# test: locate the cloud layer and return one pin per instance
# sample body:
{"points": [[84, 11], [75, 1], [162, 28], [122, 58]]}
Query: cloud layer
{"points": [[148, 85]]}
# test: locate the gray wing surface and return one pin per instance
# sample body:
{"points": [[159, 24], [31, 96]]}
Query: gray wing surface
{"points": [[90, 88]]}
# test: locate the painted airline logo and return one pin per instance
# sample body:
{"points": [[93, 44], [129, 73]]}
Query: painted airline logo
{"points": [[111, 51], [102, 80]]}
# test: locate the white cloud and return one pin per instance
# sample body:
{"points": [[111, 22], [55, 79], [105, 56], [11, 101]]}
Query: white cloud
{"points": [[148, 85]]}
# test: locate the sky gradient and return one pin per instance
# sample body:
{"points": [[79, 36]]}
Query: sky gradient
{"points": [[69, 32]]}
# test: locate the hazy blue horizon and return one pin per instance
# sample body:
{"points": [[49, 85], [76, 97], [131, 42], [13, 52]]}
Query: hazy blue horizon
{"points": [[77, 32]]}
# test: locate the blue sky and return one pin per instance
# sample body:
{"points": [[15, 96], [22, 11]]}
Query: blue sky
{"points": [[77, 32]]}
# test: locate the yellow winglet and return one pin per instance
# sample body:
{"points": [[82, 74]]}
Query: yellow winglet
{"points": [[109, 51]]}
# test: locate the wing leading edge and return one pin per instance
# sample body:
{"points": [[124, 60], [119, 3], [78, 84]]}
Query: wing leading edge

==

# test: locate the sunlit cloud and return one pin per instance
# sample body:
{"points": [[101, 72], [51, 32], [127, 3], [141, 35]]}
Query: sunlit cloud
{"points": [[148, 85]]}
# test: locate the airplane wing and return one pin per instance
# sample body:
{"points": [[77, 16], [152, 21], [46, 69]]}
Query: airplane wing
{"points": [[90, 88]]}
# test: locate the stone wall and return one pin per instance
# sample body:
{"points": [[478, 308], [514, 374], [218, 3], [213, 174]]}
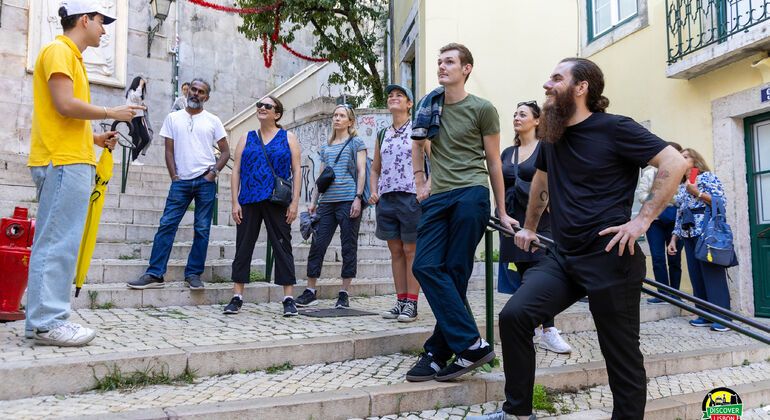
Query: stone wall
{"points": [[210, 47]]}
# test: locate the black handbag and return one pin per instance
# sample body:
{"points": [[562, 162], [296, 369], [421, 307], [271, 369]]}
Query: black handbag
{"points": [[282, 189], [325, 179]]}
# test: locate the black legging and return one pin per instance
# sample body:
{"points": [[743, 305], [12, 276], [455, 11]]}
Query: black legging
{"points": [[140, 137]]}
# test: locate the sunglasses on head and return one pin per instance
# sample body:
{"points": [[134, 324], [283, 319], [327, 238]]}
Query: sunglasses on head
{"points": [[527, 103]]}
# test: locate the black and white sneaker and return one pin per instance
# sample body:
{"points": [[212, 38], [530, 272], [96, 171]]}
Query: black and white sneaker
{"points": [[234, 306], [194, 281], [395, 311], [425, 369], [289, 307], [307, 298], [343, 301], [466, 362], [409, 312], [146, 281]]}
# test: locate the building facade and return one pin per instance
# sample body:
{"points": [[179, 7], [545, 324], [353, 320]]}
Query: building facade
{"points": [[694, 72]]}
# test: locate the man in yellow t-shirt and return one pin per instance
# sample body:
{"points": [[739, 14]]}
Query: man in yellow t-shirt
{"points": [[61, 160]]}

REQUIREMENT
What number of lines in the listing contain the word "edge"? Supply the number with no accompanying text.

FINISHED EXERCISE
2